### DIRECTION
Repeat the whole listing below, word for word.

[Extracted data entries]
********************

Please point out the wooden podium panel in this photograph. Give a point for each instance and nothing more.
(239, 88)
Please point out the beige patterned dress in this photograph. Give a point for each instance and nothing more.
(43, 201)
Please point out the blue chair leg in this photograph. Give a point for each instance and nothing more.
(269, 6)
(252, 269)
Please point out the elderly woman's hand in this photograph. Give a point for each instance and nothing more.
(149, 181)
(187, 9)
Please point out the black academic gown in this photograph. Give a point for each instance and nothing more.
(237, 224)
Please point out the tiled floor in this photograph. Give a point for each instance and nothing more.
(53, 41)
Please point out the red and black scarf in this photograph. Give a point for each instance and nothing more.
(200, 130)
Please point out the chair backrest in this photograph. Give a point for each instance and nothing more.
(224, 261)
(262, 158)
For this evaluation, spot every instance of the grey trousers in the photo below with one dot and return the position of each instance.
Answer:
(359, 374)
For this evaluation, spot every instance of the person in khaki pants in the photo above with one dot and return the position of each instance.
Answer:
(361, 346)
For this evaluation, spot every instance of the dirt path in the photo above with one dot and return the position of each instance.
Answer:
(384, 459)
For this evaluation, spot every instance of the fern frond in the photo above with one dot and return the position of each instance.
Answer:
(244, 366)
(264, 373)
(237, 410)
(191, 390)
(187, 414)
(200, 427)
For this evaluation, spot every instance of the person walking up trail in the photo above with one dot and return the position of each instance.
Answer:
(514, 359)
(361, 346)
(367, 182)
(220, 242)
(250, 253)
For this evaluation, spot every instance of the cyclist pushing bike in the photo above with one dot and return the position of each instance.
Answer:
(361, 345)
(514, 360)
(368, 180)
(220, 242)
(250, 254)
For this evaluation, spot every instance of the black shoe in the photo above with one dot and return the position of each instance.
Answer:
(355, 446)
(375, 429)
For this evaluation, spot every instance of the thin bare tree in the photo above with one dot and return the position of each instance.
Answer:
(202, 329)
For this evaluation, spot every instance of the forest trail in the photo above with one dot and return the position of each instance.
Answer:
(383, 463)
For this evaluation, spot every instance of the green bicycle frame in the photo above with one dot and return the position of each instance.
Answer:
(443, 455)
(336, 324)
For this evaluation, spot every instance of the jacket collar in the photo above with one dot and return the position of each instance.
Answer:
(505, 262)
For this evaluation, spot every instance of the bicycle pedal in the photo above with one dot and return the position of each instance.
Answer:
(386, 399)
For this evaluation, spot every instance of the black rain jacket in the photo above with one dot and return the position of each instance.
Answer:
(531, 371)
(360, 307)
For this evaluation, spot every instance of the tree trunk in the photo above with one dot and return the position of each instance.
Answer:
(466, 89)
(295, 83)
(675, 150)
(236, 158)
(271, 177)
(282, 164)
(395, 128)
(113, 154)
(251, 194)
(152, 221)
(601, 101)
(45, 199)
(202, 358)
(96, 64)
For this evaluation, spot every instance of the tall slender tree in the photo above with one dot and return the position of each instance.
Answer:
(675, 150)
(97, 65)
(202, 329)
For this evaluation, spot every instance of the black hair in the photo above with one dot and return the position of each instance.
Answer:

********************

### RESULT OF THE TASK
Please point out the wooden podium panel in this photograph. Give a point for each instance and nothing more.
(239, 88)
Please point out the beige patterned dress in this photograph. Give a point for each instance and nothing more.
(43, 201)
Please point out the blue chair leg in this photograph. Give a point for each instance and nothing more.
(269, 6)
(252, 269)
Please point out the elderly woman's hand in this photograph. Give a point for each instance and nothing more.
(149, 181)
(187, 9)
Please point out the black academic gown in this photograph. Give a point for each instance and nothing more.
(237, 224)
Please point out the tiled floor in this photograph. Give a point for each instance and nothing more.
(53, 41)
Please point out the red and black scarf in this photograph. Give a point for each instance and nothing more.
(200, 130)
Please point out the chair backrest in this photograph. Give a point for each instance and nothing more.
(224, 261)
(262, 158)
For this evaluation, spot every instance of the grey trousers in the photo below with one dot and return the position of each instance.
Answer:
(359, 374)
For this evaluation, spot every instance of the person in khaki pants in the photo above with one dot and return the position of each instance.
Answer:
(361, 346)
For this evaluation, spot every instance of the dirt path in the photo above with one dot and return the position of each instance.
Answer:
(384, 459)
For this evaluation, spot every instance of the fern frond in the photo above with one dot and return the position of each instance.
Answer:
(244, 366)
(264, 373)
(237, 410)
(191, 390)
(187, 414)
(200, 427)
For this evaluation, spot every instance of the person walking up trail in the photo above with one dot and return the position of each instance.
Answer:
(514, 359)
(361, 346)
(367, 182)
(220, 242)
(250, 253)
For this evaluation, spot every instance of the cyclist pushing bike in the photo above with one dot and return the position of each instance.
Answer:
(361, 345)
(514, 360)
(368, 180)
(220, 242)
(250, 254)
For this evaluation, spot every instance of the black shoe in the photo above with one dot and return the position of each instance.
Answer:
(355, 446)
(375, 429)
For this evaluation, spot every instance of the thin bare tree in the photo above with one dot and return the position of each instance.
Answer:
(202, 329)
For this evaluation, spot every instance of the forest trail in the photo above with one dot and return the position of each instance.
Answer:
(383, 463)
For this evaluation, spot every instance of the green bicycle frame in the photo above with one dot and return the position of each instance.
Answer:
(443, 455)
(336, 324)
For this evaluation, spot every instance of the jacket collar in the photo above with one dot and return the position of each instance.
Answer:
(505, 262)
For this evaluation, spot every instance of the bicycle pedal in the photo above with one dot and return the position of each instance.
Answer:
(386, 399)
For this evaluation, spot every instance of the black rain jacket in the photo above with one dot and return the position of each instance.
Answer:
(531, 371)
(360, 307)
For this evaluation, spot every instance of the tree trunk in the photo above with one dot and return the position of each instance.
Answer:
(466, 89)
(295, 83)
(675, 150)
(236, 158)
(271, 177)
(282, 164)
(395, 128)
(113, 154)
(251, 194)
(152, 221)
(601, 101)
(45, 199)
(202, 358)
(96, 64)
For this evaluation, spot every instance of the tall slender tree in the photo above with one dot and return the position of each instance.
Answer:
(675, 150)
(97, 65)
(202, 329)
For this evaluation, spot every instance of the black hair in the photo above with one dot and return the position of each instance.
Answer:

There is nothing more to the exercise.